Ejercicio propuesto A:
¿Podrías transcribir del texto sobre los códices de Brian Nissen el fragmento que empieza en "El viaje a los" y termina en "para ser interpretados."?
Ejercicio propuesto B:
Según el texto sobre los códices de Brian Nissen, ¿qué géneros de música popular se encuentran en los rollos perforados que compuso Conlon Nancarrow?
Ejercicio propuesto C:
De acuerdo con el texto sobre los códices de Brian Nissen, ¿en qué año dio György Ligeti la charla que se cita?

Fuente:
►

En la actividad creativa de los grandes artistas de la vanguardia moderna hay con frecuencia una tensión que revela que se hallan en un callejón sin salida aparente. En consecuencia, buscan alternativas para escapar. György Ligeti, el gran músico húngaro, lo expresó muy bien en una charla de 1993: “Ahora no hay tabúes; todo se permite. Pero uno no puede simplemente regresar a la tonalidad, no es el camino. Debemos encontrar un camino que no sea ni retornar ni continuar en la vanguardia. Estoy en una prisión: una pared es la vanguardia, la otra pared es el pasado, y yo quiero escapar”. Alex Ross, el agudo crítico musical de The New Yorker comenta al respecto: “continuar persiguiendo lo ‘moderno’ era saltar al abismo hacia lo absurdo; replegarse al pasado era admitir la derrota” (The rest is noise, Nueva York, Farrar, Straus and Giroux, 2007). La salida, para muchos artistas, ha sido la de abrirse a todo, al pasado lejano y a la pluralidad presente. Creo que es lo que hace Brian Nissen cuanto pinta sus códices. Se escapa a esos espacios prehispánicos, que el nacionalismo ha manoseado implacablemente, sin caer en el folclorismo estéril o en el exotismo banal, sin dejar de reconocer que en el pasado nahua, mixteca o maya hay una extraordinaria riqueza que es necesario explorar.

El viaje a los códices lleva a un mundo extraño donde la escritura se funde con el dibujo, y el color confluye con el símbolo. No hay elementos decorativos que envuelvan y abriguen a los glifos y pictogramas: nada es superfluo, todo forma parte del contenido, todo tiene un sentido. Son una especie de almacén de sabiduría e ideas, poblados de figuras coloridas que representan dioses, lugares, objetos, fechas y personajes. Se trata de un reto para el artista moderno, pues el mundo de los códices está repleto de figuras, representaciones, señales codificadas e incluso textos. No hay escapatoria fácil hacia el impresionismo o la abstracción. Cada parte tiene un significado que es necesario interpretar. En cierta manera es como una partitura musical clásica donde las indicaciones no son adornos sino signos precisos para ser interpretados.

Brian Nissen dice que los códices que hace son un manantial permanente del que abreva su arte. Sin duda allí encontramos las huellas o las texturas que son el origen de muchas de sus obras. Sus códices son una concentración de imaginerías y estilos, un gran catálogo de colores y formas, de hallazgos y de objetos encontrados. En el códice titulado Fragmentos estamos ante secciones enigmáticas que nos ponen en el papel del arqueólogo: debemos intentar desentrañar qué mensaje está encriptado en las formas vagamente botánicas, completamente desconocidas, como antenas u óvulos, que aparecen en cada fragmento. Aparecen inmersas en esos amontonamientos de rectángulos tan típicos de muchas obras de Nissen. Acaso son los restos de un rollo que se pudrió en unas ruinas perdidas en el desierto. Quiero introducir aquí otra referencia a la música vanguardista: me recuerdan los rollos perforados para piano mecánico que Conlon Nancarrow compuso en México. En su inextricable textura encontramos trozos de música popular: blues, jazz, ragtime, tango y flamenco, todo ello inmerso en una compleja red de secuencias abstractas que ningún ser humano podría tocar. Sólo la imaginación de este compositor estadounidense, que fue gran amigo del pintor Juan O’Gorman, o los pianos mecánicos que adaptó podrían interpretar sus piezas. Los códices de Nissen son también como rollos doblados que desatan en la imaginación de su autor y de quienes los contemplan una sucesión de destellos, muy codificados pero que provocan emociones intensas.

◄

Filas proporcionadas:

►

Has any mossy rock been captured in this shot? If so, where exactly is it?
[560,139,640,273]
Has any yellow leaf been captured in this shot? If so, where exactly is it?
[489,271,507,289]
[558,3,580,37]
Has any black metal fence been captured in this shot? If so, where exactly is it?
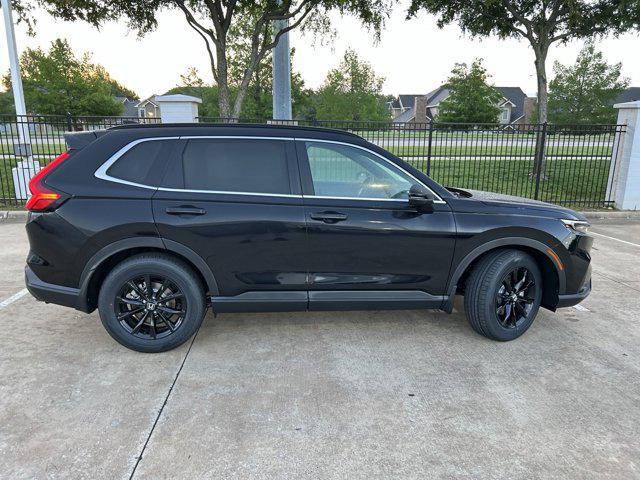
[0,116,625,209]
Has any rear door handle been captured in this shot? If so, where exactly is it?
[309,212,347,223]
[165,206,207,215]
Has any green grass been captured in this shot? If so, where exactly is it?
[409,159,610,208]
[386,144,611,158]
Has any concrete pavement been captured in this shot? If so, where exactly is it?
[0,219,640,479]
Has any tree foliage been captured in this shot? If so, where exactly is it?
[549,42,629,124]
[437,59,502,123]
[313,50,389,121]
[167,52,311,120]
[3,39,135,116]
[14,0,393,117]
[409,0,640,122]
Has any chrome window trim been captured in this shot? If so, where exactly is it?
[158,187,302,198]
[94,135,447,204]
[296,138,447,203]
[93,136,180,190]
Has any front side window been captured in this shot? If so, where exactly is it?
[306,142,416,199]
[182,138,291,194]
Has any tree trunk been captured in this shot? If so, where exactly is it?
[533,45,549,180]
[214,43,233,120]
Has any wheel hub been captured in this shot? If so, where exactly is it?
[496,267,537,328]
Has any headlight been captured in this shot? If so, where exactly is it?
[560,219,591,233]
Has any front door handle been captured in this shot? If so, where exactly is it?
[165,206,207,215]
[309,212,347,223]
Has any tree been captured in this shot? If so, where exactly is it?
[313,50,389,121]
[167,51,310,120]
[408,0,640,122]
[26,0,393,118]
[3,39,133,116]
[437,59,502,123]
[549,42,629,124]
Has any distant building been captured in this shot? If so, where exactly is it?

◄

Respuesta escrita A:
El viaje a los códices lleva a un mundo extraño donde la escritura se funde con el dibujo, y el color confluye con el símbolo. No hay elementos decorativos que envuelvan y abriguen a los glifos y pictogramas: nada es superfluo, todo forma parte del contenido, todo tiene un sentido. Son una especie de almacén de sabiduría e ideas, poblados de figuras coloridas que representan dioses, lugares, objetos, fechas y personajes. Se trata de un reto para el artista moderno, pues el mundo de los códices está repleto de figuras, representaciones, señales codificadas e incluso textos. No hay escapatoria fácil hacia el impresionismo o la abstracción. Cada parte tiene un significado que es necesario interpretar. En cierta manera es como una partitura musical clásica donde las indicaciones no son adornos sino signos precisos para ser interpretados.

Respuesta escrita B:
Blues, jazz, ragtime, tango y flamenco.

Respuesta escrita C:
En 1993.